**LIST OF TASKS:**
1 > Answer these questions using the excerpt about the bread-dough blend.
(a) How many cups of flour were used for a normal loaf of bread?
(b) Which ingredient may be too light to weigh on the scale?
(c) What two larger amounts of the blend are suggested for multiple weighings?
2 > Extend the excerpt about the bread-dough blend by continuing it from its final sentence.

**SOURCE EXCERPT:**
◇ ◇ ◇ ◇

I don't think your numbers are correct based on my calculations. The reason is that the recommended amounts of the ingredients to use (the second table) are not all with respect to one cup of flour. Some are with respect to a loaf of bread, which for a normal loaf of bread comes to several cups of flour (I used 3 1/2 cups). That is why I had to normalize everything to one cup of flour. The way I would proceed is to take a multiple of the values of the ingredients given in the last table and weigh the ingredients on your scale, using grams. In the case of the ascorbic acid (Vitamin C), you may not be able to weigh it on your scale so you may need to convert its weight to a mini-measuring spoon measurement.

As an example, say that you decide to make five times the amount of the blend I showed in the last table. I would multiply the values of the individual ingredients and weigh them on the scale (except for the ascorbic acid). I would then combine them to form the blend. If you decide to use 2% of the blend with the flour weight you mentioned, 190.85 grams, then the weight of the blend you would use is 0.02 x 190.65g = 3.81g. I would weigh that amount on the scale and use it in your dough formulation. If you can't weight that amount on your scale accurately, you may have to make multiple weighings of a larger amount of the blend, for example, 1/8-cup or 1/4-cup, as before, and take the average.

◇ ◇ ◇ ◇

**INFORMATION PROVIDED:**

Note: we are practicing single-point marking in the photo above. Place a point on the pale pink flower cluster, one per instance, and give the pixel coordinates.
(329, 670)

◇ ◇ ◇ ◇

**EXERCISE RESPONSES:**
1 >
(a) 3 1/2 cups
(b) The ascorbic acid (Vitamin C)
(c) 1/8 cup or 1/4 cup

2 >
Your conversion of 190.85g of flour is roughly correct. Assuming that a cup of flour is 4.25 oz as mentioned earlier, the 190.85g converts to 1.58 cups, or a bit less than 1 5/8 cups.

BTW, while you were attempting to come up with your blend, I took a stab at converting Malisa's blend to a baker's percent, based on using one tablespoon for a loaf of bread. Assuming that the one-quart quantity is accurate and that one tablespoon of her blend is used for a loaf of bread (I used 3 1/2 cups of flour), I came up with a baker's percent with respect to one cup of flour of 2.94%.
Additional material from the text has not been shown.